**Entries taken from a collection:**
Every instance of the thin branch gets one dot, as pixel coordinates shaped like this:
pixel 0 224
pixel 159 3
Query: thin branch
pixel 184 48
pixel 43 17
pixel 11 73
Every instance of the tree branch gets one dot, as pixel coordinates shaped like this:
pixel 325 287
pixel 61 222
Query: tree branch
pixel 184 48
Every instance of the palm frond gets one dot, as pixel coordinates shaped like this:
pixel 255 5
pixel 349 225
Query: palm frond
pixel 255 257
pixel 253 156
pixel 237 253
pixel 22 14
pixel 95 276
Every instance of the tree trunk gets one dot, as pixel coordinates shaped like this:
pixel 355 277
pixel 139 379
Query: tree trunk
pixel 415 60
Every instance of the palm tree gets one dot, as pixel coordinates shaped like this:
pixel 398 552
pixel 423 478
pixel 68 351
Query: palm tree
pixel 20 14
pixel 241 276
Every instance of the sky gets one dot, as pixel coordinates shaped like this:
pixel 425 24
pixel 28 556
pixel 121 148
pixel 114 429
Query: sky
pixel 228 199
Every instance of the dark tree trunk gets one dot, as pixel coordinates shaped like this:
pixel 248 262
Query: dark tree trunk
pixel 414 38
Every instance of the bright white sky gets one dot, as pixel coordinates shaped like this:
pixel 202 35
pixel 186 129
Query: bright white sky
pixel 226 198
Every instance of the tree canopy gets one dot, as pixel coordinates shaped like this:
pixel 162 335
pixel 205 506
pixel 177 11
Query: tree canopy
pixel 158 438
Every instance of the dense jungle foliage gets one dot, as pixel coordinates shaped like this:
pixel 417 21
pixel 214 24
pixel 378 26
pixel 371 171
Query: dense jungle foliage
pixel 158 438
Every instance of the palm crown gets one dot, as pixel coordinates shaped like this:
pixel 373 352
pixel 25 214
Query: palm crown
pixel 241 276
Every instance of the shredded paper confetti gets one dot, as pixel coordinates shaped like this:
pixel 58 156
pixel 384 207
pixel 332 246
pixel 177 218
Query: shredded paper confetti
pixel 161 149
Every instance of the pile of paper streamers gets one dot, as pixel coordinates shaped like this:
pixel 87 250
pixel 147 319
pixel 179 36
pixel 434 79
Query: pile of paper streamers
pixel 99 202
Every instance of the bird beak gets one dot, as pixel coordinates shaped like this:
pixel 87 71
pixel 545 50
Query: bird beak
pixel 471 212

**Try it:** Copy out each entry exactly, leaving nothing out.

**Your solution:**
Every instance of the thin branch gets one dot, as pixel coordinates shaped like this:
pixel 0 224
pixel 159 3
Query: thin branch
pixel 184 48
pixel 43 17
pixel 11 73
Every instance of the tree branch gets one dot, as pixel coordinates shaped like this:
pixel 325 287
pixel 61 222
Query: tree branch
pixel 184 48
Every instance of the palm frond gets one dot, as pixel coordinates shaped like this:
pixel 255 5
pixel 349 225
Query: palm frond
pixel 255 257
pixel 253 156
pixel 237 253
pixel 22 14
pixel 95 276
Every instance of the tree trunk gets one dot, as pixel coordinates shaped like this:
pixel 355 277
pixel 139 379
Query: tree trunk
pixel 415 60
Every instance of the palm tree gets one dot, as pixel coordinates shaped like this:
pixel 398 552
pixel 423 478
pixel 68 351
Query: palm tree
pixel 20 14
pixel 241 276
Every instance of the sky gets one dot, as pixel coordinates shaped like this:
pixel 425 24
pixel 28 556
pixel 121 148
pixel 114 429
Query: sky
pixel 228 199
Every instance of the dark tree trunk gets one dot, as pixel coordinates shaped like this:
pixel 248 262
Query: dark tree trunk
pixel 414 38
Every instance of the bright white sky gets one dot, as pixel coordinates shaped like this:
pixel 202 35
pixel 186 129
Query: bright white sky
pixel 226 198
Every instance of the tree canopy gets one dot, as pixel coordinates shaped like this:
pixel 162 335
pixel 205 506
pixel 177 11
Query: tree canopy
pixel 158 438
Every instance of the dense jungle foliage gets one dot, as pixel coordinates shaped like this:
pixel 417 21
pixel 214 24
pixel 378 26
pixel 371 171
Query: dense jungle foliage
pixel 158 438
Every instance of the palm crown gets one dot, as pixel coordinates shaped like this:
pixel 373 352
pixel 25 214
Query: palm crown
pixel 241 276
Every instance of the shredded paper confetti gets one dot, as pixel coordinates shaped like this:
pixel 58 156
pixel 384 207
pixel 332 246
pixel 177 218
Query: shredded paper confetti
pixel 161 149
Every instance of the pile of paper streamers gets one dot, as pixel coordinates shaped like this:
pixel 87 250
pixel 147 319
pixel 179 36
pixel 434 79
Query: pile of paper streamers
pixel 99 202
Every instance of the bird beak gets one dot, as pixel coordinates shaped like this:
pixel 87 71
pixel 545 50
Query: bird beak
pixel 471 212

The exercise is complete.